_PAGE EXTRACT_:
/---
You are viewing a plain text version of this content. The canonical link for it is here.
Posted to user@beam.apache.org by Sayak Paul <sp...@gmail.com> on 2021/09/13 09:44:39 UTC

Local and global Python dependencies for DataflowRunner

Hi folks,

Have you ever faced an issue with local and global dependencies inside an
Apache Beam Pipeline while executing it on Dataflow?

My pipeline involves a few components from the other modules of the project
and I have set up a setup.py following the guidelines from [1]. What is
surprising to me is that four out of the five modules are working as
expected and for only one, Beam is complaining that it's not defined. Note
that it only happens when I run it using the DataflowRunner.

The error goes away when I include the module import inside the method that
starts my Beam pipeline. This is a hacky workaround IMO. More so because I
am not sure why the other module imports are working then.

Could anyone provide some hints?

[1] https://beam.apache.org/documentation/sdks/python-pipeline-dependencies/

Sayak Paul | sayak.dev

Re: Local and global Python dependencies for DataflowRunner

Posted by Sayak Paul <sp...@gmail.com>.
Just wanted to bump this up again.
Sayak Paul | sayak.dev



On Tue, Sep 14, 2021 at 7:41 AM Sayak Paul <sp...@gmail.com> wrote:

> Thank you! It worked.
>
> >  you should be able to restructure the pipeline package, so that the
> imports are not in the main module, similar to
> https://stackoverflow.com/a/58845832/5153670
>
> Could you expand a bit more on what you mean by "restructure"? Let me
> provide more context on how my project is structured.
\---
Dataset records
/---
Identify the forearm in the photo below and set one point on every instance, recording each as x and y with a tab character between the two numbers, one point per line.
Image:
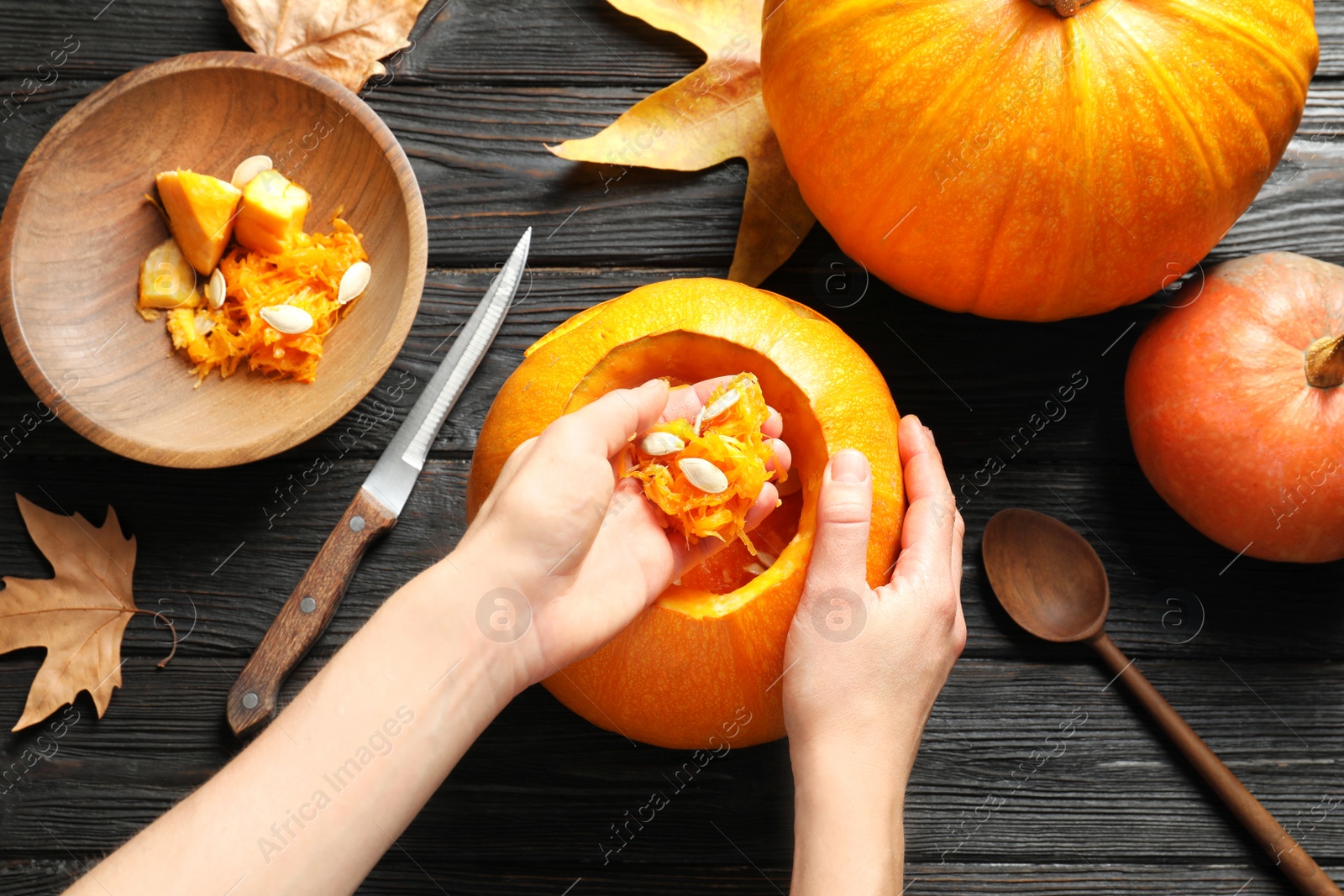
848	835
315	801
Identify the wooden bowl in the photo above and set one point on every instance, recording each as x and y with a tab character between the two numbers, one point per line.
77	228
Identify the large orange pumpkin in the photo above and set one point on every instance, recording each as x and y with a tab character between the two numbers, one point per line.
712	645
999	157
1236	405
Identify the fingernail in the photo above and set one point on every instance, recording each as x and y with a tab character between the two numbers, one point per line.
848	466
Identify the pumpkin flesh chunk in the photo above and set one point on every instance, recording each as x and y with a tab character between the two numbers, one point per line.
272	212
201	215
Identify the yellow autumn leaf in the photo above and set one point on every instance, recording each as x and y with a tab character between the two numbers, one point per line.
78	616
343	39
712	114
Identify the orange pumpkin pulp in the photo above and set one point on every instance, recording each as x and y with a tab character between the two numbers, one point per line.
714	644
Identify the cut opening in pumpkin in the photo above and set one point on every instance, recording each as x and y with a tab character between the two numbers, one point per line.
732	577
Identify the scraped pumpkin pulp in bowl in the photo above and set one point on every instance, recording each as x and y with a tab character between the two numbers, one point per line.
239	280
710	651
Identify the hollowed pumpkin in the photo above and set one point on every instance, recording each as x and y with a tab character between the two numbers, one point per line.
1032	159
714	642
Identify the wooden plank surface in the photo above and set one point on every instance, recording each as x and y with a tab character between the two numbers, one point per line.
1247	651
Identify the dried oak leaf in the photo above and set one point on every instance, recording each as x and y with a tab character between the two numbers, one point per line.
78	616
343	39
712	114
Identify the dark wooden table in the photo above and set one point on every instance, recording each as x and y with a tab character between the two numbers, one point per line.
1247	651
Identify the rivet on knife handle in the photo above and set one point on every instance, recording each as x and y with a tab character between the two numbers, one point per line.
307	613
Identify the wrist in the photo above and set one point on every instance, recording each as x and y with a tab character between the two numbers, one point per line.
848	805
475	613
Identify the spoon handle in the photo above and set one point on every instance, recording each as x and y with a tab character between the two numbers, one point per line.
1287	853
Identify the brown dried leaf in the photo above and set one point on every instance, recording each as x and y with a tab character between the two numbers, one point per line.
343	39
711	114
78	616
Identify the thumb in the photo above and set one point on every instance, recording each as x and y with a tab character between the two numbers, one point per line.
844	511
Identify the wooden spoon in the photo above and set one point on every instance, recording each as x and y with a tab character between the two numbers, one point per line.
1053	584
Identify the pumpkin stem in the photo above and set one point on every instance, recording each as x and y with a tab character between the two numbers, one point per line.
1324	362
1066	8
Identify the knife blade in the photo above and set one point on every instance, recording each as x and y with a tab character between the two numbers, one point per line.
374	510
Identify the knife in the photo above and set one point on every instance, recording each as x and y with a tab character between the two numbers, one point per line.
374	511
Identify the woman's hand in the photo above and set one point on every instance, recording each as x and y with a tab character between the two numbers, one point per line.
857	694
575	550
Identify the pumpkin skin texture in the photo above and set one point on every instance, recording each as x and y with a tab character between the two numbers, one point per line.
1223	419
692	660
991	156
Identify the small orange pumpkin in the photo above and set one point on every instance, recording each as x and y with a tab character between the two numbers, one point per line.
712	644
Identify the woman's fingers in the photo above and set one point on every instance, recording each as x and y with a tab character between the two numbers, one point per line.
766	503
927	535
606	425
844	512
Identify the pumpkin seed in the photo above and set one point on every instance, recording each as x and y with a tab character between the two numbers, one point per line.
354	282
286	318
215	289
721	405
703	474
660	443
249	168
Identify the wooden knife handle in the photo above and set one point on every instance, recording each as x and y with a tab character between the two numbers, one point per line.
304	617
1297	866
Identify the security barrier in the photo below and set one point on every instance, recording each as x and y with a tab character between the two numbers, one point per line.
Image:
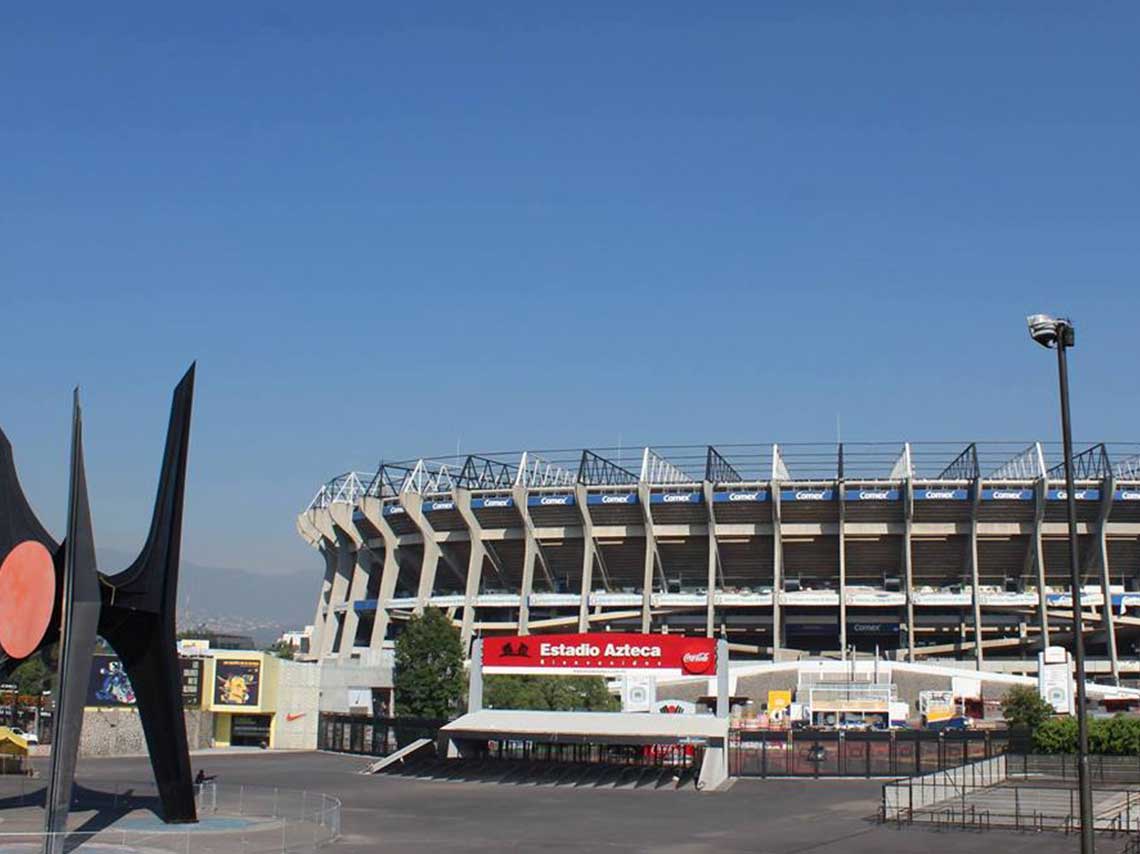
809	753
373	735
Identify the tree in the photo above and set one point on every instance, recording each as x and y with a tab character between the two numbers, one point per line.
1024	707
32	676
1056	735
550	693
429	666
282	649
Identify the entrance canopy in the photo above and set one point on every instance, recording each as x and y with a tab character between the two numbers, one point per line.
608	728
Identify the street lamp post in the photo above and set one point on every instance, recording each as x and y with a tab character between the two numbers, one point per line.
1058	333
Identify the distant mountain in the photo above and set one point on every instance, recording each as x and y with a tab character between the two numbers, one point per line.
236	600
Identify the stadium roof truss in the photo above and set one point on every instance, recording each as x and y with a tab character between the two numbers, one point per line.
536	472
1029	464
683	466
1090	464
595	470
345	488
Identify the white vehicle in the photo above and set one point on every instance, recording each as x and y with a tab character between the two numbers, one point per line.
31	738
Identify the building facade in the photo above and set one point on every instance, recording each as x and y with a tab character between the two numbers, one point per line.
919	551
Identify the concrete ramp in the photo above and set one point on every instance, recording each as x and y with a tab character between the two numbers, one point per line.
399	756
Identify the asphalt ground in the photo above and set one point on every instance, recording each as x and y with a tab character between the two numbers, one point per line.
781	816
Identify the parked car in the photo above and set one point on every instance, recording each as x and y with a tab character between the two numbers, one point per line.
31	738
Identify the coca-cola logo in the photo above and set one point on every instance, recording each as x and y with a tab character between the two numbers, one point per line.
697	661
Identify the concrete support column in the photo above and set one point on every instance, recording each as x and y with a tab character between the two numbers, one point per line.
1039	559
338	593
650	558
374	512
1107	491
474	564
587	560
909	563
413	507
532	556
714	559
324	606
975	587
358	580
841	497
776	569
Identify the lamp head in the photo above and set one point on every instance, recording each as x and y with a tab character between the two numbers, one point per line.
1047	330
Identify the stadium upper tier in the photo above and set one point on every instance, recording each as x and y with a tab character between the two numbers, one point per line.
774	545
996	462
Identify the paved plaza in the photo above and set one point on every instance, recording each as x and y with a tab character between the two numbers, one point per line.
393	814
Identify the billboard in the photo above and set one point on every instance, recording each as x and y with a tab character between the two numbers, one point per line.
107	685
1055	680
237	682
602	651
192	682
779	701
937	706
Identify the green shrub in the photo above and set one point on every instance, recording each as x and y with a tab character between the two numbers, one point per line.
1023	706
1107	737
429	666
1056	735
548	693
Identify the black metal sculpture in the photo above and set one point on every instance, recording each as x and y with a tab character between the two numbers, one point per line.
133	610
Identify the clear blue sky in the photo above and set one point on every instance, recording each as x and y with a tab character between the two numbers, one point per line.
382	228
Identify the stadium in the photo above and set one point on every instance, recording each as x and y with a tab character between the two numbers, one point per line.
917	552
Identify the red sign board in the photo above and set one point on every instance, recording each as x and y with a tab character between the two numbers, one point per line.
602	651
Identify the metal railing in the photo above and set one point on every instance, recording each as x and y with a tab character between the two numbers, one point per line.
1015	791
369	735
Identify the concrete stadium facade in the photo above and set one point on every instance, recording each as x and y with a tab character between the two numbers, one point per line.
919	551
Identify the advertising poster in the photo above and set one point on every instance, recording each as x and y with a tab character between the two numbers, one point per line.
779	701
937	706
192	682
237	682
600	651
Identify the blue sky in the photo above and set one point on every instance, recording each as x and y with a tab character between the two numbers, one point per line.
387	229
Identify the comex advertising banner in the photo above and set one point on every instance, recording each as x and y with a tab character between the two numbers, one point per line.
237	682
108	685
602	651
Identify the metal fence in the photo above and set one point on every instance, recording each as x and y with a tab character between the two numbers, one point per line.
247	819
373	735
1016	791
905	753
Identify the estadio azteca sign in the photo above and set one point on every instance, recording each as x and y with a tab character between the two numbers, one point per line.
602	651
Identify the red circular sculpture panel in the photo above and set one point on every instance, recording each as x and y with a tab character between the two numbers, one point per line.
27	595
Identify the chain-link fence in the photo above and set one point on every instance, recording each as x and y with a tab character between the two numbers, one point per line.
\---
_GIVEN INSTRUCTION 1_:
Please set down the stretch of the Beam dependencies thread from "The error goes" through "this up again.".
_GIVEN INSTRUCTION 2_:
In the Beam dependencies thread, what makes the error go away?
_GIVEN INSTRUCTION 3_:
Continue the Beam dependencies thread from its final line.
The listing has no role in this.

_RIGHT ANSWER 1_:
The error goes away when I include the module import inside the method that
starts my Beam pipeline. This is a hacky workaround IMO. More so because I
am not sure why the other module imports are working then.

Could anyone provide some hints?

[1] https://beam.apache.org/documentation/sdks/python-pipeline-dependencies/

Sayak Paul | sayak.dev

Re: Local and global Python dependencies for DataflowRunner

Posted by Sayak Paul <sp...@gmail.com>.
Just wanted to bump this up again.

_RIGHT ANSWER 2_:
Including the module import inside the method that starts the Beam pipeline.

_RIGHT ANSWER 3_:
>
> This is the high-level structure:
>
> |- my_package/
>     |- __init__.py
>     |- utils/
>         |- __init__.py
>         |- html.py
> |- scripts/
>     |- dataflow_runner.py
> |- setup.py
>
> dataflow_runner.py is the script that contains my Apache Beam pipeline
> inside main() and I execute dataflow_runner.py to start my pipeline run
> on Dataflow. html is the module that does not get identified when the
> pipeline is run. This is how the module is imported inside dataflow_runner
> :
>
> sys.path.append("..")
> from my_package.utils html
>
> I also make sure to specify the path of the setup.py like so ../setup.py
> from dataflow_runner.
>
> Please let me know if anything is unclear.
>
> Sayak Paul | sayak.dev
>
>
>
> On Tue, Sep 14, 2021 at 12:00 AM Valentyn Tymofieiev <va...@google.com>
> wrote:
>
>> Hi,
>> Try to  set --save_main_session=True
>> when you launch the pipeline. If that works, you should be able to
>> restructure the pipeline package, so that the imports are not in the main
>> module, similar to https://stackoverflow.com/a/58845832/5153670
>>
>>
>> On Mon, Sep 13, 2021 at 2:45 AM Sayak Paul <sp...@gmail.com> wrote:
>>
>>> Hi folks,
>>>
>>> Have you ever faced an issue with local and global dependencies inside
>>> an Apache Beam Pipeline while executing it on Dataflow?
>>>
>>> My pipeline involves a few components from the other modules of the
>>> project and I have set up a setup.py following the guidelines from [1].
>>> What is surprising to me is that four out of the five modules are working
>>> as expected and for only one, Beam is complaining that it's not defined.
>>> Note that it only happens when I run it using the DataflowRunner.
>>>
>>> The error goes away when I include the module import inside the method
>>> that starts my Beam pipeline. This is a hacky workaround IMO. More so
>>> because I am not sure why the other module imports are working then.
>>>
>>> Could anyone provide some hints?
>>>
>>> [1]
>>> https://beam.apache.org/documentation/sdks/python-pipeline-dependencies/
>>>
>>> Sayak Paul | sayak.dev
>>>
>>>

Re: Local and global Python dependencies for DataflowRunner

Posted by Sayak Paul <sp...@gmail.com>.
Thank you! It worked.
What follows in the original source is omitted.